## QUÉ HACER:
Transcribe sin cambios el pasaje del fragmento sobre la familia Sonnenschein que va de "El tramo inicial" a "naturaleza de judíos).".

## FRAGMENTO ORIGINAL:
==========
El tramo inicial transcurre entre fines del siglo XIX y los primeros años que siguen a la Primera Guerra Mundial. Son tiempos del imperio austro-húngaro, y Emmanuel Sonnenschein, un anciano barbado y apacible con aspecto de rabino, su esposa regordeta, sus dos hijos varones y su hija mujer ocupan el centro de la escena. Algunos de los leit-motivs de la película asoman ya: el tónico energizante "Sunshine" (cuyo nombre proviene de una marketinera deformación del apellido Sonnenschein), resultado de una antigua receta familiar y que es la base de sustento económico del grupo; la necesidad, o quizá la conveniencia, de adaptarse al medio para prosperar. El nombre del tónico, de hecho, es el primer y nimio ejemplo de una larga serie de asimilaciones con las que distintos miembros de la familia buscarán abrirse paso en este mundo (las más de ellas tenderán a escamotear su naturaleza de judíos).

Dicho y hecho: tras recibirse de abogado y a poco de iniciar una prometedora carrera como juez, al joven Ignatz Sonneschein (Ralph Fiennes) cierto burócrata le propone integrarse a la Corte Central. A cambio, claro, de un pequeño sacrificio: cambiar su apellido por uno que suene "más húngaro". Así es como Ignatz, sus padres y hermanos pasan a apellidarse Sors. La otra peripecia de este tramo tiene que ver con el amor irrefrenable que surge entre Ignatz y su hermana Valerie (que no es hermana sino prima-hermana, pero lo mismo da, ya que fueron criados por la misma madre y el romance huele a incesto). Las que se adaptan aquí son las tradiciones religiosas, ya que finalmente se casan, y tienen hijos que nos llevarán a la segunda etapa del film. Lo mejor de la primera es el ritmo: todo avanza a paso firme, lo que impide que suframos de antemano las dos horas largas que aún nos quedan por delante. También brillan varios apuntes emotivos, como la "alegría frustrada", incompleta, del viejo Emmanuel –otro que se había enamorado de su prima aunque no se animó a desposarla– durante la boda, y otros de tinte político, como la premura y el descaro con que los burócratas del Emperador tejen y destejen negociados en el alto nivel.
==========
## EXTRACTO DE DATOS:
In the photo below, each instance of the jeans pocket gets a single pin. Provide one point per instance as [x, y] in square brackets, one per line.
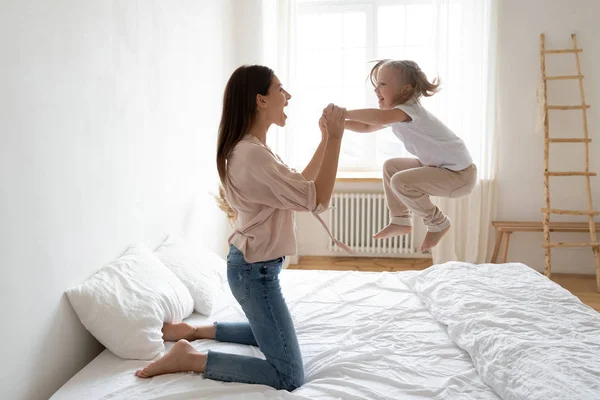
==========
## RESULTADO:
El tramo inicial transcurre entre fines del siglo XIX y los primeros años que siguen a la Primera Guerra Mundial. Son tiempos del imperio austro-húngaro, y Emmanuel Sonnenschein, un anciano barbado y apacible con aspecto de rabino, su esposa regordeta, sus dos hijos varones y su hija mujer ocupan el centro de la escena. Algunos de los leit-motivs de la película asoman ya: el tónico energizante "Sunshine" (cuyo nombre proviene de una marketinera deformación del apellido Sonnenschein), resultado de una antigua receta familiar y que es la base de sustento económico del grupo; la necesidad, o quizá la conveniencia, de adaptarse al medio para prosperar. El nombre del tónico, de hecho, es el primer y nimio ejemplo de una larga serie de asimilaciones con las que distintos miembros de la familia buscarán abrirse paso en este mundo (las más de ellas tenderán a escamotear su naturaleza de judíos).